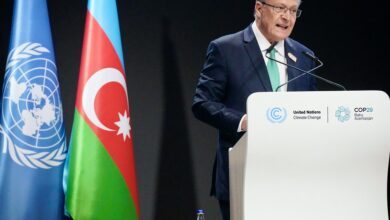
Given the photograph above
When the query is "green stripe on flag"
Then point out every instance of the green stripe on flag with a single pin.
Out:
(96, 189)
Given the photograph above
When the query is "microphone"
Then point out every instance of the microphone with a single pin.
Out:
(304, 72)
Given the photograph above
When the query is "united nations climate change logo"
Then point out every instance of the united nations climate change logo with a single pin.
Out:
(32, 122)
(343, 114)
(276, 114)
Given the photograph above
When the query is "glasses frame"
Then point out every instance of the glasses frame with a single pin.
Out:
(283, 9)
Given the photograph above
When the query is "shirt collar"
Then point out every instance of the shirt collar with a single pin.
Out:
(264, 43)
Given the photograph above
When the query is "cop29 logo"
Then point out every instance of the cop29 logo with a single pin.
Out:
(276, 114)
(343, 114)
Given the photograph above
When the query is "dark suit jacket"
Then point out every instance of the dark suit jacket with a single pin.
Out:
(233, 70)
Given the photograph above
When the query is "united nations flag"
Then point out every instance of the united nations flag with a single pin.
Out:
(33, 142)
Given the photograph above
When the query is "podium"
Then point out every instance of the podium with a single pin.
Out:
(312, 155)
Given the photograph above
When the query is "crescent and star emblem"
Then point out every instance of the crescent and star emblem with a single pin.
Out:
(92, 87)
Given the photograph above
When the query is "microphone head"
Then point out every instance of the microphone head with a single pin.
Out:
(312, 56)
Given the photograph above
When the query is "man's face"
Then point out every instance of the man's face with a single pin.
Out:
(275, 26)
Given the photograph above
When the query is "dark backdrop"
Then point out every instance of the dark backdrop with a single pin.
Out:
(164, 44)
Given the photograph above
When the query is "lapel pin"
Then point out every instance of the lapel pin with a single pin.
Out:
(294, 58)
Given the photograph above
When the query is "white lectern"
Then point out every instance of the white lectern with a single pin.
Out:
(312, 155)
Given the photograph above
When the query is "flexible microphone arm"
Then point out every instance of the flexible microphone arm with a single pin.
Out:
(304, 72)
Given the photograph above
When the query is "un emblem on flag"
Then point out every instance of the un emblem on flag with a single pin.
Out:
(32, 122)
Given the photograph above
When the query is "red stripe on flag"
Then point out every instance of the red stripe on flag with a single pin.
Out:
(110, 101)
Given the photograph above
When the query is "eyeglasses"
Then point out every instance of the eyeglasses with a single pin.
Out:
(283, 9)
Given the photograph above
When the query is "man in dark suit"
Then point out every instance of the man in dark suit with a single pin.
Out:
(237, 66)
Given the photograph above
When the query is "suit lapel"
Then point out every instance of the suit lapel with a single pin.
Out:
(254, 52)
(292, 59)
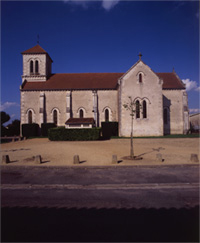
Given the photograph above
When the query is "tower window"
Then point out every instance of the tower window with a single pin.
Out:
(31, 67)
(140, 78)
(30, 117)
(106, 115)
(81, 113)
(36, 67)
(144, 109)
(137, 109)
(165, 116)
(55, 117)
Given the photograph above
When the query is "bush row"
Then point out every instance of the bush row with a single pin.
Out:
(109, 129)
(66, 134)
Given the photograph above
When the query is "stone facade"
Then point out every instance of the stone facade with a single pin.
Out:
(163, 109)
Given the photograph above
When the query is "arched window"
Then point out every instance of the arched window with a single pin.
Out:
(81, 113)
(137, 109)
(144, 108)
(30, 117)
(36, 67)
(55, 117)
(140, 78)
(106, 115)
(165, 116)
(31, 66)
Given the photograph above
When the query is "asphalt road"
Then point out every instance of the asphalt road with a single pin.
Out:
(157, 203)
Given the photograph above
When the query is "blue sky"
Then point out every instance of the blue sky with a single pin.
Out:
(100, 36)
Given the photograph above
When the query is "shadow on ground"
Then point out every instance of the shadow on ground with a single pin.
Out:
(121, 225)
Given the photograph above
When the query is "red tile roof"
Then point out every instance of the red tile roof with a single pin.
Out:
(35, 50)
(171, 81)
(93, 81)
(78, 121)
(76, 81)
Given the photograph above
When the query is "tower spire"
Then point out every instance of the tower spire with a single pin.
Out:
(38, 37)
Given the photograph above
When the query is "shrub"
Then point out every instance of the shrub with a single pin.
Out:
(14, 128)
(109, 129)
(66, 134)
(45, 127)
(30, 130)
(4, 131)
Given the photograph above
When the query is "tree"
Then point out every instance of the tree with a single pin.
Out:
(14, 128)
(131, 107)
(4, 117)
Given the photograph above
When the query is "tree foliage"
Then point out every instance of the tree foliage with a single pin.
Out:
(4, 117)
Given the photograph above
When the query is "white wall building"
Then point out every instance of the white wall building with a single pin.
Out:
(161, 98)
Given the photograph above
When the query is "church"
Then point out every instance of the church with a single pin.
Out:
(83, 100)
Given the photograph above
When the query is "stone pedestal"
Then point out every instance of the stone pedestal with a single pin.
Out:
(194, 158)
(38, 159)
(5, 159)
(76, 159)
(159, 158)
(114, 159)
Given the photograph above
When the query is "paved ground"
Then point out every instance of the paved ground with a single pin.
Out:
(95, 201)
(105, 204)
(96, 153)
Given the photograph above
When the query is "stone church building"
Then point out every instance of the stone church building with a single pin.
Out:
(87, 99)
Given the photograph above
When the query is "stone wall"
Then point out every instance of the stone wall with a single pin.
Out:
(174, 100)
(150, 90)
(32, 100)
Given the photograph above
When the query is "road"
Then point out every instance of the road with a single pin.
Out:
(100, 203)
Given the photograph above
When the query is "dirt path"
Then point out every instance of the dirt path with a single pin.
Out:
(92, 153)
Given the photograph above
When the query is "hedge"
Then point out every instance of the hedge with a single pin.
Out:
(109, 129)
(68, 134)
(45, 127)
(30, 130)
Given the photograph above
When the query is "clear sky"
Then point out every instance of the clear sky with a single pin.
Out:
(100, 36)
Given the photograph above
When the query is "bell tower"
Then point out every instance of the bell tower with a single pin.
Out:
(36, 64)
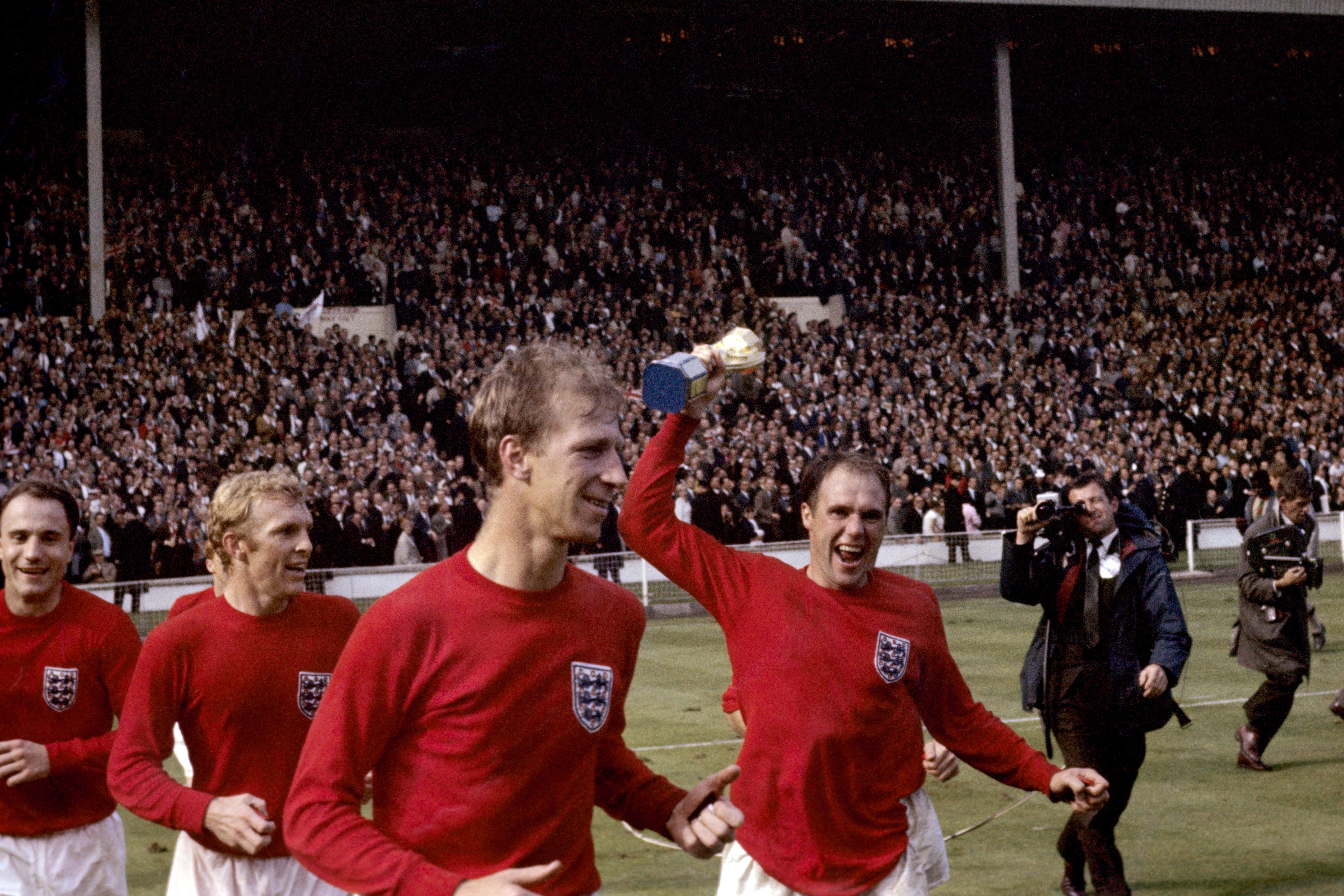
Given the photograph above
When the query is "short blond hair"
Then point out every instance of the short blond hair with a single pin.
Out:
(237, 497)
(518, 398)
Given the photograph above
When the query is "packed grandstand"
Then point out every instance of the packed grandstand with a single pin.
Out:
(1181, 327)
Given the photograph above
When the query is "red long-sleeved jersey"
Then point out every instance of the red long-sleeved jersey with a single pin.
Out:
(493, 722)
(65, 677)
(244, 690)
(834, 686)
(189, 601)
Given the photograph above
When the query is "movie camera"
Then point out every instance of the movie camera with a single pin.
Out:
(1275, 552)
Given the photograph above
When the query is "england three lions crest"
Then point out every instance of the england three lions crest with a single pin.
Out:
(312, 686)
(892, 657)
(592, 694)
(60, 687)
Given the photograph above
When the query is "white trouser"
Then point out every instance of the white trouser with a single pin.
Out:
(179, 751)
(198, 871)
(922, 867)
(81, 862)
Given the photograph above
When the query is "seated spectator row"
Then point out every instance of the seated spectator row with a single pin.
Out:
(1179, 328)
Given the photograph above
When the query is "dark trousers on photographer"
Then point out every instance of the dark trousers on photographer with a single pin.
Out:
(1082, 729)
(1270, 704)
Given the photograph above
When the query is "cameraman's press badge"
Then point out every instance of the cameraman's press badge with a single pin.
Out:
(1109, 566)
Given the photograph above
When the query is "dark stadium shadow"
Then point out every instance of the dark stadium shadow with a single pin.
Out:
(1288, 882)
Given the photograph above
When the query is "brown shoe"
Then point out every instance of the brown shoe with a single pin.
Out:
(1248, 756)
(1072, 887)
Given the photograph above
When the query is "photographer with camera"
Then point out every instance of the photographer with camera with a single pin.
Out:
(1273, 612)
(1111, 644)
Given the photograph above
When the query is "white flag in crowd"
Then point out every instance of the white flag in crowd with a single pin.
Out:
(310, 316)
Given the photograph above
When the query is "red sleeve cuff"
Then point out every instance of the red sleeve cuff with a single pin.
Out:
(1041, 772)
(191, 806)
(61, 758)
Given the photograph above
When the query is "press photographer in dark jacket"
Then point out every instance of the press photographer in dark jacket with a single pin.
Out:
(1111, 644)
(1273, 622)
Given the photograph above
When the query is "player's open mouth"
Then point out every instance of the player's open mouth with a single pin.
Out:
(850, 555)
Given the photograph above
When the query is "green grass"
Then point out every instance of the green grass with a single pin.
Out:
(1197, 825)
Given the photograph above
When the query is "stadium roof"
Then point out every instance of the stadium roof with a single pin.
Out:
(1283, 7)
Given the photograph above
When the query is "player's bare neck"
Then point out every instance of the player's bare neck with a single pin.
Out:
(242, 597)
(35, 608)
(515, 558)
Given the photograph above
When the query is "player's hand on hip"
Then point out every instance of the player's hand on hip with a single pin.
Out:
(240, 823)
(940, 762)
(705, 833)
(1088, 789)
(511, 882)
(1152, 679)
(23, 761)
(713, 361)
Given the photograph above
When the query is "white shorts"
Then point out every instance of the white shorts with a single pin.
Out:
(179, 751)
(198, 871)
(922, 867)
(81, 862)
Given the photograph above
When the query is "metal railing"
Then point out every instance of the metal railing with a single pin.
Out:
(927, 558)
(1213, 546)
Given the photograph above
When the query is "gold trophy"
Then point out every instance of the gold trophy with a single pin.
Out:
(674, 381)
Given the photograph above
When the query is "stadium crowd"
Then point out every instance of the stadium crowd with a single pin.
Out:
(1181, 327)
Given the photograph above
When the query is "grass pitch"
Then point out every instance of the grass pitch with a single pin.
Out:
(1197, 825)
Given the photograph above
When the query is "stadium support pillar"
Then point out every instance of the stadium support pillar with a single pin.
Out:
(93, 100)
(1007, 170)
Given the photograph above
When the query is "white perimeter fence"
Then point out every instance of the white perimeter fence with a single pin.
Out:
(918, 557)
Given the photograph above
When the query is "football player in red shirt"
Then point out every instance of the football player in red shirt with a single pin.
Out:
(244, 676)
(487, 695)
(66, 659)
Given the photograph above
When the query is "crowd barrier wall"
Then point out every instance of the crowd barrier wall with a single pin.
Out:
(920, 557)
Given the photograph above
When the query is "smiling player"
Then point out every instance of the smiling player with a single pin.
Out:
(66, 661)
(488, 694)
(244, 677)
(836, 667)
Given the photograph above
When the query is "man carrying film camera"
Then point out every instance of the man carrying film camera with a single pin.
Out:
(836, 664)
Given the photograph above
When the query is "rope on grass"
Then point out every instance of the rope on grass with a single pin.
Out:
(954, 836)
(650, 840)
(982, 824)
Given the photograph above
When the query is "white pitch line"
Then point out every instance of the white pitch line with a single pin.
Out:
(1007, 722)
(704, 743)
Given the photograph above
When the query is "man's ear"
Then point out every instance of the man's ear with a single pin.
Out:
(515, 460)
(236, 546)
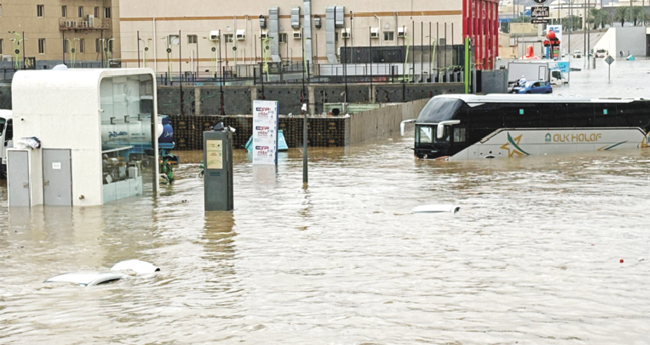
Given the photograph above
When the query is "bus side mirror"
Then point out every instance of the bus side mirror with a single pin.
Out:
(441, 127)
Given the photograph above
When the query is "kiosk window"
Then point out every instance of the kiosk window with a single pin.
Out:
(10, 131)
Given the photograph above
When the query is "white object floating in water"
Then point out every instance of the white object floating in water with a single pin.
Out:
(86, 278)
(435, 209)
(137, 266)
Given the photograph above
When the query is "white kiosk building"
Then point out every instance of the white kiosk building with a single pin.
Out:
(83, 137)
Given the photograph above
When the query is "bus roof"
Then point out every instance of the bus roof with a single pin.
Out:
(477, 100)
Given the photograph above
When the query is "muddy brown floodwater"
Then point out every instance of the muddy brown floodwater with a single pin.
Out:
(533, 257)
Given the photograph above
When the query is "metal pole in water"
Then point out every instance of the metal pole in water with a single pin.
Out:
(305, 154)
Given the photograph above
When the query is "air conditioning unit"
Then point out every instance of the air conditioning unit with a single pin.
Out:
(374, 33)
(345, 33)
(241, 35)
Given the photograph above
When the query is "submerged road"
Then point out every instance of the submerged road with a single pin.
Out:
(533, 256)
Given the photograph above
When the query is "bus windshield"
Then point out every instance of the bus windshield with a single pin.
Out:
(427, 135)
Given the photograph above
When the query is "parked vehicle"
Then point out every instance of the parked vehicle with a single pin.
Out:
(533, 87)
(534, 70)
(462, 127)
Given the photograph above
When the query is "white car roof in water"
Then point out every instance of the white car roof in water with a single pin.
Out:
(476, 100)
(86, 278)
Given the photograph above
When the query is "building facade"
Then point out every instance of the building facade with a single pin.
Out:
(59, 30)
(208, 35)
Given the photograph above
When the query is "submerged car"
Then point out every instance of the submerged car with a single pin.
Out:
(533, 87)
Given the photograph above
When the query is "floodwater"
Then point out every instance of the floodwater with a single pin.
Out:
(533, 256)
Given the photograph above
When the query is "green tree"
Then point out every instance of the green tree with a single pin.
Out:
(621, 14)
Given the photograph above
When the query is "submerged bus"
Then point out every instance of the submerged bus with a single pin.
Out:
(462, 127)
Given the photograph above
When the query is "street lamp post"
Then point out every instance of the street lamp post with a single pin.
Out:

+++++

• _Try it_: Which lines of the data above contain "emblem"? Copy each one.

• _Task response_:
When the query is "crescent and star emblem"
Then point out every instance of the crescent and star emblem with a single pin.
When the query is "un emblem on flag"
Then point out every instance of the un emblem on flag with a single pin.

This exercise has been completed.